*** Opening EXCERPTED RECORDS ***

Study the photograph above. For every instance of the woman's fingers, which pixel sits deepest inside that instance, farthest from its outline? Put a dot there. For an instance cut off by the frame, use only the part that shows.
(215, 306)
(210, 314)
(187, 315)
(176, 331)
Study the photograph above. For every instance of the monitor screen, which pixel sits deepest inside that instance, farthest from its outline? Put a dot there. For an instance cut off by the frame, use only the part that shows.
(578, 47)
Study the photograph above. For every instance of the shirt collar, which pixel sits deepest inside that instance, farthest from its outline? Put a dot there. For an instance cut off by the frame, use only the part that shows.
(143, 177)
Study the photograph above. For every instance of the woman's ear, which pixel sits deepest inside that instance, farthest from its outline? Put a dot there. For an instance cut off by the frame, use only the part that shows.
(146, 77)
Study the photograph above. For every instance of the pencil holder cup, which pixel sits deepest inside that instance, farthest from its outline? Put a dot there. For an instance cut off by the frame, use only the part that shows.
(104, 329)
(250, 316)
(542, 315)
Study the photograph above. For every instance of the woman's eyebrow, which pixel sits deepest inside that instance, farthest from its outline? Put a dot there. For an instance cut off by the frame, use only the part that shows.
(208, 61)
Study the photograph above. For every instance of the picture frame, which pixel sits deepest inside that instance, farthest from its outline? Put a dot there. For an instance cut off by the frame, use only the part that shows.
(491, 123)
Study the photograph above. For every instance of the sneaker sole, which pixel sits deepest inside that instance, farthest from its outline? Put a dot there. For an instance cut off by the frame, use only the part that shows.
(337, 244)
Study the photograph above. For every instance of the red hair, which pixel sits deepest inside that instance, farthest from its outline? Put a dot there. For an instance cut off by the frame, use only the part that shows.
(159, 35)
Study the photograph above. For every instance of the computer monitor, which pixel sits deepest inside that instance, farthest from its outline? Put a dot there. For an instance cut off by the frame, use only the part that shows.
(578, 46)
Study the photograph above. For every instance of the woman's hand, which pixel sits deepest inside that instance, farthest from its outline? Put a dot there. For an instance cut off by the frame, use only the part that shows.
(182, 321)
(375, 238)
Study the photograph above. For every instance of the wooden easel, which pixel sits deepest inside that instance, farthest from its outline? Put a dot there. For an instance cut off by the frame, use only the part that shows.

*** Closing EXCERPTED RECORDS ***

WORK TASK:
From the first line to the last, copy the records exactly as they appear above.

RESPONSE AREA:
Study the photograph above. For every instance of the woman's fingers, which pixel sits deepest inside that instance, farthest from its outline? Put a dot there. For an instance cut off by the frame, use only the part that shows.
(215, 306)
(210, 314)
(187, 315)
(176, 331)
Study the photograph above. For every instance of the monitor screen, which pixel sits deepest inside that instance, farthest from its outline? Put a dot there. For an instance cut off by the frame, use only the part that shows.
(578, 47)
Study the photograph above. For every instance of the shirt collar, which pixel sits deepest inside that instance, farthest from its outline? Put a dot there. For an instance cut off by the frame, use only the part that shows.
(143, 177)
Study the photograph above. For every instance of the woman's ear, which pixel sits deepest inside that instance, farthest from its outline? Put a dot there. For an instance cut off by the frame, use only the part that shows.
(146, 77)
Study the photograph above. For every instance of the pencil holder cup, which pixel sits deepest inside that instance, farthest from its outline? Put a dot there. For an instance cut off by the frame, use only the part that shows.
(104, 329)
(250, 316)
(542, 315)
Study the photograph above. For every instance of the woman's eyebrow, which pixel sits deepest inside that instance, farthest from its outline? Put a dot there. For an instance cut off by the frame, use only the part that shows.
(208, 61)
Study the photograph above. For every instance of the picture frame, which pixel sits deepest inside that instance, farthest from its outline? Put a dot there. For an instance cut off by the frame, use only the part that shows.
(491, 123)
Study the photograph above. For every instance of the sneaker sole, which pixel sits deepest inside that instance, farthest from its outline? Put a dot there. For an instance cut off by the frame, use only the part that shows.
(337, 244)
Study the photograph above. For every instance of the red hair, which pixel sits deepest inside that instance, farthest from its outline? Put a dot there. For an instance cut off by the frame, use only the part that shows.
(159, 35)
Study the photograph above. For every instance of the computer monitor, which pixel sits deepest inside that instance, farthest from its outline? Put a dot there. For an instance cut off by the frame, use only the part that shows.
(578, 46)
Study the photograph above. For every instance of the woman's hand, which pixel sits deepest inside that instance, farthest from its outline? Put a dot there. For an instance cut off by the frame, use only the part that shows.
(182, 321)
(375, 238)
Study the photograph above. For every instance of the wooden easel, which pixel sits deepest inside that instance, farthest from its outline? Put a dot there. For an instance cut off by the frame, use only the part that shows.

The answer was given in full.